• [Instruction A]:
Answer these from the proof-by-contradiction post, one per line:
(i) Which numbered rule of deduction does the summary say allows a disjunction to be introduced?
(ii) What justification is given for step (2)?
(iii) From which step does step (6) follow?
• [Instruction B]: The proof-by-contradiction post gives a reason why P must be true. Explain that reason in one to three sentences.
• [Instruction C]: Continue the proof-by-contradiction post from where it stops.

• Klungo
In summary, the proof by contradiction method states that if we have a set of premises that lead to both Q and ¬Q being true, then the original premise of ¬P must be false and thus P must be true. This is proven using the nine rules of deduction, particularly rule 8 which allows us to introduce a disjunction (¬P∨P) in order to reach the desired conclusion.
Klungo
I'm reading through a text's proof on proof by contradiction. But it makes inexplicable jumps and doesn't appear to use some of the things brought up.

Here's the theorem and proof in the text (shortened with comment).

$$\mbox{Theorem: If } \Sigma \cup \{\lnot P\} \vdash \{Q\} \mbox{ and }\Sigma \cup \{\lnot P\} \vdash \{\lnot Q\} \mbox{ then } \Sigma \vdash \{P\}.$$

$$\mbox{Proof: }\Sigma \vdash \{P \lor \lnot P\} \mbox{ ,(1) [I understand this result]. }$$
$$\Sigma \cup \{P\} \vdash \{P\} \mbox{,(2) [By Axiom]. }$$
$$\Sigma \vdash \{\lnot P,P\} \mbox{ ,(3) [I understand this result]. }$$

$$\mbox{Since }\Sigma \cup \{\lnot P\} \vdash \{Q\} \mbox{ and }\Sigma \cup \{\lnot P\} \vdash \{\lnot Q\} \mbox{ ,then }\Sigma \cup \{\lnot P\} \vdash \{P\}\mbox{ ,(4) [?]. }$$

$$\Sigma \cup \{P \lor \lnot P\} \vdash \{P\} \mbox{ ,(5) [Follows from (4)]. }$$
$$\Sigma \vdash \{P\} \mbox{ ,(6) [Follows from (5)]. }$$

It doesn't get much clearer than this in the text. There should be no errors.

• [Data supplied]:

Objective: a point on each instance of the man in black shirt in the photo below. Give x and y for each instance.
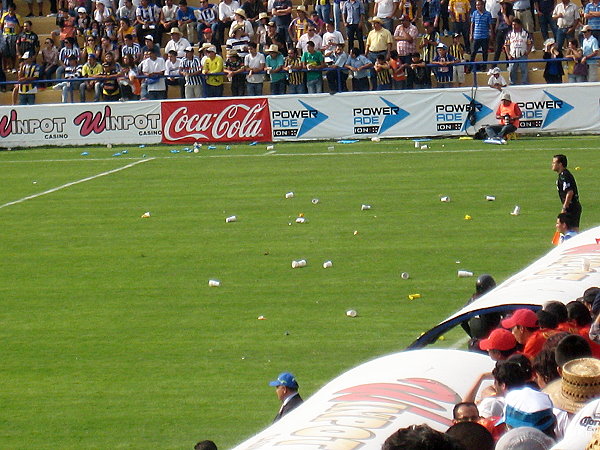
(567, 190)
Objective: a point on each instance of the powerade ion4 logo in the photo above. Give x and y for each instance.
(378, 119)
(455, 116)
(297, 122)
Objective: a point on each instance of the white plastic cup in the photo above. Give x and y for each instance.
(298, 264)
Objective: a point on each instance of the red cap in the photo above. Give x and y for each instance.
(524, 317)
(499, 339)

• [Result A]:
(i) Rule 8
(ii) By Axiom
(iii) Step (5)

• [Result B]: The set of premises containing ¬P leads to both Q and ¬Q being true. That makes the premise ¬P false, so P must be true.

• [Result C]:
There are some widely recognized conventions in logic but nobody is going to know what Axiom 2 says unless you at least reveal what book you are reading. (And even with that, getting an answer will depend on someone else having a copy of the book.)

These are deductions. The axiom is just the name given to say that a sentence P can be formally proved by sentence P itself.

I'll clarify rules later tonight.

Suppose that proof by contradiction was logically invalid...

Apologies for the late post. Something's come up.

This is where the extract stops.